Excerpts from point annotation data
** BEGIN **

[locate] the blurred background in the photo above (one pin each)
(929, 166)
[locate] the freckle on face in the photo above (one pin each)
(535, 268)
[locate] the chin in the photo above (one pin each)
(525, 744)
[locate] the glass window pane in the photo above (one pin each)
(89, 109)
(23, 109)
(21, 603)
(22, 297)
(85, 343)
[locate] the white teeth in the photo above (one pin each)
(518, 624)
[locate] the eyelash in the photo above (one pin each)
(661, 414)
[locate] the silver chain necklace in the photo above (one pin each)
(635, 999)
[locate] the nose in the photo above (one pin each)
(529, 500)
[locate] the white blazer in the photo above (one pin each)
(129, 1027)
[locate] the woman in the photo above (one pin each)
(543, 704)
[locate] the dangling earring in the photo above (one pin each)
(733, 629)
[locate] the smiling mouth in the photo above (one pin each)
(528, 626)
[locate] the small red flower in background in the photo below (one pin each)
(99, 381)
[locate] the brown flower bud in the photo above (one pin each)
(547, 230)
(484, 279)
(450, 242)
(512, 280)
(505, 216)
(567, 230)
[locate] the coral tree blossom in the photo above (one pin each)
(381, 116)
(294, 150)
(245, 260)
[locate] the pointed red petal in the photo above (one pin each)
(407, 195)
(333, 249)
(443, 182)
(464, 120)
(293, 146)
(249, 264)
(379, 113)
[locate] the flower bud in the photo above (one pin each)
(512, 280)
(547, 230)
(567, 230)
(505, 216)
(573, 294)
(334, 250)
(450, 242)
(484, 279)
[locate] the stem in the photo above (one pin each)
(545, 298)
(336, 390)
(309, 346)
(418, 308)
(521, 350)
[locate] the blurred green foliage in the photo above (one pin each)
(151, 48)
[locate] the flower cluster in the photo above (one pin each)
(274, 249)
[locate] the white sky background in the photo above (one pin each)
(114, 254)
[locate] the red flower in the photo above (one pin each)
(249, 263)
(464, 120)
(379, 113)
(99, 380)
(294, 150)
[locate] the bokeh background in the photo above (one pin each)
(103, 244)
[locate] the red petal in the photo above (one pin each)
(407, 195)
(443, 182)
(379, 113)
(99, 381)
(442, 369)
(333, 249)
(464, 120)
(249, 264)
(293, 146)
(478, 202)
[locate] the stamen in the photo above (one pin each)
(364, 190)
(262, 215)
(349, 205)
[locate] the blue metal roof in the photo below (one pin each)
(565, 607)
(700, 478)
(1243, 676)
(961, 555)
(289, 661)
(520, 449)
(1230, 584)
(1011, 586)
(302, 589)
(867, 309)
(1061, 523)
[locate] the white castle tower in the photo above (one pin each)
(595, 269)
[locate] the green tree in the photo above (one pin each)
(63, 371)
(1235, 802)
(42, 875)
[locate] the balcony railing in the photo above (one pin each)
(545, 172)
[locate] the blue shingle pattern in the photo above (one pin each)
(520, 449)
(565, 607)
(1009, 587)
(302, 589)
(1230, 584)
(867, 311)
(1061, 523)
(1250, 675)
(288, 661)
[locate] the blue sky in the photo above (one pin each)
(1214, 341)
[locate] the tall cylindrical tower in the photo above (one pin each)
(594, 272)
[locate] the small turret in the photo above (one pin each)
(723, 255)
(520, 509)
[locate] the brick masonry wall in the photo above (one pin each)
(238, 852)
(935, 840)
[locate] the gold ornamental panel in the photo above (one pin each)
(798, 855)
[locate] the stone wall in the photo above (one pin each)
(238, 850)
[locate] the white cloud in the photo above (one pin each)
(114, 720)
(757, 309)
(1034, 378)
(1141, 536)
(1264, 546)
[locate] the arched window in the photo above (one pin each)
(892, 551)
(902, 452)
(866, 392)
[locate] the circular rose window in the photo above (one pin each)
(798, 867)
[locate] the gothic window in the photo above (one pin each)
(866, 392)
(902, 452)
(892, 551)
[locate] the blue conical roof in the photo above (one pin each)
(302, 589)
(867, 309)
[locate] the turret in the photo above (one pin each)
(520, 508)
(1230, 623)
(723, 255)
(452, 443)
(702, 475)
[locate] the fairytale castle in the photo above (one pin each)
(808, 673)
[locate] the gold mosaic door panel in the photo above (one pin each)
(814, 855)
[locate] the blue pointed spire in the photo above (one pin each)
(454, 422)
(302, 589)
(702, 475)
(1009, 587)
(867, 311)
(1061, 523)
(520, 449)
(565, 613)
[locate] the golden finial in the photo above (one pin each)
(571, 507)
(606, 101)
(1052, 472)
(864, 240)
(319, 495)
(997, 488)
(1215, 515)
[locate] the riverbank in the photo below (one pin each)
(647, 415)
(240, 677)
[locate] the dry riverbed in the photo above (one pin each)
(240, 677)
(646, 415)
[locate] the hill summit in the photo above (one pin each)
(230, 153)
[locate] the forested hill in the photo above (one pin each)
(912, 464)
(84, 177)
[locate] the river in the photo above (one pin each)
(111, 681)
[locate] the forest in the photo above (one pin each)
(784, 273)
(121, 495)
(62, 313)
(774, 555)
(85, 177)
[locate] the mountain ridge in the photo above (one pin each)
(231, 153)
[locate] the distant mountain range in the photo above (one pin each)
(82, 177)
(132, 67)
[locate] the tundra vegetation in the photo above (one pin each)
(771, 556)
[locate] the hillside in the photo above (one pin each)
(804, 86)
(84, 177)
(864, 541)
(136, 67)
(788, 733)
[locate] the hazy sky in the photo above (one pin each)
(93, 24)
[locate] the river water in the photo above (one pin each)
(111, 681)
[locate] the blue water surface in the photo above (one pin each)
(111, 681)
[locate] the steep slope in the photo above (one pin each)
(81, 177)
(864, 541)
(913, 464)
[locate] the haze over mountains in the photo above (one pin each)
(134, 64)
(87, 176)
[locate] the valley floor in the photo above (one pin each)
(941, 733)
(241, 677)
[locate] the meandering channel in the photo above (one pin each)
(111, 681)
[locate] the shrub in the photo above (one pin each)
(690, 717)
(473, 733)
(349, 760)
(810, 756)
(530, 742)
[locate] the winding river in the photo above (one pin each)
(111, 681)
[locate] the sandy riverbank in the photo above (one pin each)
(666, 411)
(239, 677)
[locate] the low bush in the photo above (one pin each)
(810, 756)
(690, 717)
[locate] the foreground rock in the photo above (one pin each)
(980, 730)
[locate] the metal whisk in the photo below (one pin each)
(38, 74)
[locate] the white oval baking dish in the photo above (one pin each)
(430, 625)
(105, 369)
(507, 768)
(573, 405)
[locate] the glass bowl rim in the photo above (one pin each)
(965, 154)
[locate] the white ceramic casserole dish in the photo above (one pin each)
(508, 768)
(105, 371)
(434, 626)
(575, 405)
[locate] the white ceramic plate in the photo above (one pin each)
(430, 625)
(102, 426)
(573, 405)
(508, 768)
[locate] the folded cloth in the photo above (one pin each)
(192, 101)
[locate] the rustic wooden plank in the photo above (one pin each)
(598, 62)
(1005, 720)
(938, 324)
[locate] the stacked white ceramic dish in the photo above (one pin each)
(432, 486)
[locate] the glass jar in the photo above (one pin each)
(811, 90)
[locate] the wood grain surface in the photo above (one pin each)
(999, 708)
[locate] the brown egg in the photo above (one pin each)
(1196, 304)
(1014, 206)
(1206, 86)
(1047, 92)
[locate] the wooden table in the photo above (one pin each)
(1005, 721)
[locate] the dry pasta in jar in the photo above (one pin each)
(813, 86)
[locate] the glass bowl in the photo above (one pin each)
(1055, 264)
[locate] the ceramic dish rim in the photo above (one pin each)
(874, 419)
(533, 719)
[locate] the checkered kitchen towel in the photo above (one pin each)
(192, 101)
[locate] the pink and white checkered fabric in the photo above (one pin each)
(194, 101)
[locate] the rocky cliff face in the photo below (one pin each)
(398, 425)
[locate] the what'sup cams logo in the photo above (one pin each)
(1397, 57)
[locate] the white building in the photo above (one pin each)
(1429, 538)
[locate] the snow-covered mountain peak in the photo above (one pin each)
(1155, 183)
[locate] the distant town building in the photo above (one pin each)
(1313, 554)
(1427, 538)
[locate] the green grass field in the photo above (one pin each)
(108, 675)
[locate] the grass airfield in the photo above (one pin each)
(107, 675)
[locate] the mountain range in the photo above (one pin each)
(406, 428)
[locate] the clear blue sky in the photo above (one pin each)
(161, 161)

** END **

## EXERCISE DETAILS
Repeat exactly, and only, the lines from the line with "[locate] the white ceramic casserole" through the end of the listing above, both ends included.

## SOLUTION TO THIS PROBLEM
[locate] the white ceramic casserole dish in the photo above (one pin each)
(508, 768)
(105, 371)
(434, 626)
(575, 405)
[locate] the white ceramic plate in the photo above (one pin each)
(430, 625)
(102, 426)
(573, 405)
(508, 768)
[locate] the folded cloth in the photo above (one pin each)
(192, 101)
[locate] the rustic wooden plank in the photo above (one pin each)
(598, 62)
(1005, 720)
(938, 324)
[locate] the stacked white ceramic dish in the photo above (one pin each)
(432, 486)
[locate] the glass jar in the photo above (one pin each)
(811, 90)
[locate] the wood grain surface in the photo above (one pin each)
(999, 708)
[locate] the brown egg in the photo above (one pin each)
(1196, 304)
(1014, 206)
(1206, 86)
(1047, 92)
[locate] the wooden table in the photo above (one pin each)
(1005, 721)
[locate] the dry pasta in jar in the photo above (one pin each)
(813, 86)
[locate] the glass bowl in the photo above (one pin each)
(1055, 264)
[locate] the ceramic dish rim in the photo above (one pin each)
(874, 419)
(533, 719)
[locate] the checkered kitchen towel in the photo above (one pin each)
(192, 101)
[locate] the pink and white checkered fabric in the photo above (one pin each)
(194, 101)
[locate] the rocky cliff face in the photo below (one pin each)
(398, 425)
[locate] the what'sup cams logo in the photo above (one pin each)
(1397, 57)
[locate] the white building in the photo above (one pin each)
(1429, 538)
[locate] the snow-covered mountain peak in the photo above (one pin each)
(1155, 183)
[locate] the distant town building in the photo above (one pin each)
(1313, 554)
(1427, 538)
[locate] the green grass field in the photo above (one pin each)
(108, 675)
[locate] the grass airfield in the photo above (one pin each)
(107, 675)
[locate] the mountain range in the photo above (one pin each)
(406, 428)
[locate] the clear blue sky in the photo above (one pin each)
(161, 161)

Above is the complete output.